Stored records
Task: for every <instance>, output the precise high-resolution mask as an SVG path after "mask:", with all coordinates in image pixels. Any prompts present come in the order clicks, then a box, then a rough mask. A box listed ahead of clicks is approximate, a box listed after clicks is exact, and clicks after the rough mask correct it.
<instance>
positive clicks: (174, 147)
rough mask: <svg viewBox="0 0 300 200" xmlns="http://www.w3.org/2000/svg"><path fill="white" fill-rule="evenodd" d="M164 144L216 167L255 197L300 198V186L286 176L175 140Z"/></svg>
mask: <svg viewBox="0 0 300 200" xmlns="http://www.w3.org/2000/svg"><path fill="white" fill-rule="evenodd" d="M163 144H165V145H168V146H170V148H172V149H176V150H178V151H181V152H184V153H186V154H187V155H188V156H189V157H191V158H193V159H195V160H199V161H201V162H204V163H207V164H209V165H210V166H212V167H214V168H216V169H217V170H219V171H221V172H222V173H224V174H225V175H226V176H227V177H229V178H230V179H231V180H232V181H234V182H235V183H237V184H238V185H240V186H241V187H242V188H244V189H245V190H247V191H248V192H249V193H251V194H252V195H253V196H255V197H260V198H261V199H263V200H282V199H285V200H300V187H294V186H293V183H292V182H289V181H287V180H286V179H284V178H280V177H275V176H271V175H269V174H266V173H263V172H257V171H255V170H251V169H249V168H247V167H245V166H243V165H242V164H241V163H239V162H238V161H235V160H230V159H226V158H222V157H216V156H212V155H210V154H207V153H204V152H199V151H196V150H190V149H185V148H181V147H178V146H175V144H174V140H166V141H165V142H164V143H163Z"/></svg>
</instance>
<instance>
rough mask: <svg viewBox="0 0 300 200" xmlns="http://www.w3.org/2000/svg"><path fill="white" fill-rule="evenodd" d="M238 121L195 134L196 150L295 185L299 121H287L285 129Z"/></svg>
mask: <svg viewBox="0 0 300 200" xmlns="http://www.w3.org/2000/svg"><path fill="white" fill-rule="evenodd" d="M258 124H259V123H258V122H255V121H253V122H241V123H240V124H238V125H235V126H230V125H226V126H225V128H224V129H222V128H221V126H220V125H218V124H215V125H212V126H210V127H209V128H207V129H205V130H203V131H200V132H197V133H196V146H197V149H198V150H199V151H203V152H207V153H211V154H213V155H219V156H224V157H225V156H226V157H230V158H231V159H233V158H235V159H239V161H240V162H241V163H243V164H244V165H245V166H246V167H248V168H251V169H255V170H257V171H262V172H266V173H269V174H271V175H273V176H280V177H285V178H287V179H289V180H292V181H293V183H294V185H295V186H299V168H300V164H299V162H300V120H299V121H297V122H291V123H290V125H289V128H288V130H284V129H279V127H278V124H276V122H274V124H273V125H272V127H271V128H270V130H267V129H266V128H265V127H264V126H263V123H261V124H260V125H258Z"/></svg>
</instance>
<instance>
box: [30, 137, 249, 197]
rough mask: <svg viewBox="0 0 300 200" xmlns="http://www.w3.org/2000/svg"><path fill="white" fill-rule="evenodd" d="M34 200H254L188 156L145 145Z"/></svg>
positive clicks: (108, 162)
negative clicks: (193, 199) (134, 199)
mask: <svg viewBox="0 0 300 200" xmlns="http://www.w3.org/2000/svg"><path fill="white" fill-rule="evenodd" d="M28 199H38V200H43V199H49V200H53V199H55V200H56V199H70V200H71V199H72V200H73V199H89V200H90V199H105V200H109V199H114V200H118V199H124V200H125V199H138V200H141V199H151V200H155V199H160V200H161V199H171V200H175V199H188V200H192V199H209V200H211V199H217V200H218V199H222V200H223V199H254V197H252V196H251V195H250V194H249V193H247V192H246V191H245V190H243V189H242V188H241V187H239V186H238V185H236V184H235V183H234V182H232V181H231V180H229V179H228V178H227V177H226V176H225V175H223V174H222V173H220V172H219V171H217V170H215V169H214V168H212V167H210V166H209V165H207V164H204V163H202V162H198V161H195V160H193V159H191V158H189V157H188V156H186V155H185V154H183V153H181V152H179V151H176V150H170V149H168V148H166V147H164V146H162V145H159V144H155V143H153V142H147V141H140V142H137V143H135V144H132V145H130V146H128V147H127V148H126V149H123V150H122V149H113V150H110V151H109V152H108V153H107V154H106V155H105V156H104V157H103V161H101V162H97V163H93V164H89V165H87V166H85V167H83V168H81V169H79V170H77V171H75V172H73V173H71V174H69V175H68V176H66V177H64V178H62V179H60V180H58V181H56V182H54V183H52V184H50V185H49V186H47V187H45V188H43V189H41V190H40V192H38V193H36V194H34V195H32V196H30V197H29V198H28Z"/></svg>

WHAT YOU HAVE TO DO: Reproduce each entry word for word.

ANSWER FOR THE TASK:
Task: for every <instance>, output the precise high-resolution mask as an SVG path after "mask:", with all coordinates in image pixels. Any prompts present come in the order clicks, then a box, then a rough mask. A box listed ahead of clicks is approximate, a box listed after clicks is exact, and clicks after the rough mask correct it.
<instance>
positive clicks: (174, 147)
rough mask: <svg viewBox="0 0 300 200" xmlns="http://www.w3.org/2000/svg"><path fill="white" fill-rule="evenodd" d="M164 144L216 167L255 197L300 198V186L286 176L175 140Z"/></svg>
mask: <svg viewBox="0 0 300 200" xmlns="http://www.w3.org/2000/svg"><path fill="white" fill-rule="evenodd" d="M163 144H165V145H168V146H170V148H172V149H176V150H178V151H181V152H184V153H186V154H187V155H188V156H189V157H191V158H193V159H195V160H199V161H201V162H204V163H207V164H209V165H210V166H212V167H214V168H216V169H217V170H219V171H221V172H222V173H224V174H225V175H226V176H227V177H229V178H230V179H231V180H232V181H234V182H235V183H237V184H238V185H240V186H241V187H242V188H244V189H245V190H247V191H248V192H249V193H251V194H252V195H253V196H255V197H260V198H261V199H263V200H282V199H285V200H300V187H294V186H293V183H292V182H289V181H287V180H286V179H284V178H280V177H275V176H271V175H269V174H266V173H263V172H257V171H255V170H251V169H249V168H247V167H245V166H243V165H242V164H241V163H239V162H238V161H235V160H230V159H226V158H222V157H216V156H212V155H210V154H207V153H204V152H199V151H196V150H190V149H185V148H181V147H178V146H175V144H174V140H166V141H165V142H164V143H163Z"/></svg>
</instance>
<instance>
rough mask: <svg viewBox="0 0 300 200" xmlns="http://www.w3.org/2000/svg"><path fill="white" fill-rule="evenodd" d="M238 121L195 134L196 150L295 185L299 121H287L285 129Z"/></svg>
mask: <svg viewBox="0 0 300 200" xmlns="http://www.w3.org/2000/svg"><path fill="white" fill-rule="evenodd" d="M258 124H259V123H258V122H255V121H253V122H241V123H240V124H238V125H235V126H230V125H226V126H225V128H224V129H222V128H221V126H220V125H218V124H215V125H212V126H210V127H209V128H207V129H205V130H203V131H200V132H197V133H196V146H197V149H198V150H199V151H203V152H207V153H211V154H213V155H219V156H224V157H225V156H226V157H230V158H231V159H233V158H235V159H239V161H240V162H241V163H243V164H244V165H245V166H246V167H248V168H251V169H255V170H257V171H262V172H266V173H269V174H271V175H273V176H280V177H285V178H287V179H289V180H292V181H293V183H294V185H295V186H299V168H300V164H299V162H300V120H299V121H297V122H291V123H290V125H289V128H288V130H284V129H279V127H278V124H276V122H274V124H273V125H272V127H271V128H270V130H267V129H266V128H265V127H264V126H263V123H261V124H260V125H258Z"/></svg>
</instance>
<instance>
box: [30, 137, 249, 197]
rough mask: <svg viewBox="0 0 300 200" xmlns="http://www.w3.org/2000/svg"><path fill="white" fill-rule="evenodd" d="M34 200H254L188 156L145 145Z"/></svg>
positive clicks: (108, 162)
negative clicks: (193, 199) (134, 199)
mask: <svg viewBox="0 0 300 200" xmlns="http://www.w3.org/2000/svg"><path fill="white" fill-rule="evenodd" d="M28 199H38V200H43V199H49V200H53V199H55V200H56V199H70V200H71V199H72V200H73V199H89V200H90V199H105V200H109V199H114V200H118V199H124V200H125V199H138V200H141V199H151V200H155V199H160V200H161V199H171V200H175V199H188V200H192V199H209V200H211V199H217V200H218V199H222V200H223V199H254V197H252V196H251V195H250V194H249V193H247V192H246V191H245V190H243V189H242V188H241V187H239V186H238V185H236V184H235V183H234V182H232V181H231V180H229V179H228V178H227V177H226V176H225V175H223V174H222V173H220V172H219V171H217V170H215V169H214V168H212V167H210V166H209V165H207V164H204V163H202V162H198V161H195V160H193V159H191V158H189V157H188V156H186V155H185V154H183V153H181V152H179V151H176V150H170V149H168V148H166V147H164V146H162V145H159V144H155V143H153V142H147V141H140V142H137V143H135V144H132V145H130V146H128V147H127V148H126V149H123V150H122V149H113V150H110V151H109V152H108V153H107V154H106V155H105V156H104V157H103V161H101V162H97V163H93V164H89V165H87V166H85V167H83V168H81V169H79V170H77V171H75V172H73V173H71V174H69V175H68V176H66V177H64V178H62V179H60V180H58V181H56V182H54V183H52V184H50V185H49V186H47V187H45V188H43V189H41V190H40V192H38V193H36V194H34V195H32V196H30V197H29V198H28Z"/></svg>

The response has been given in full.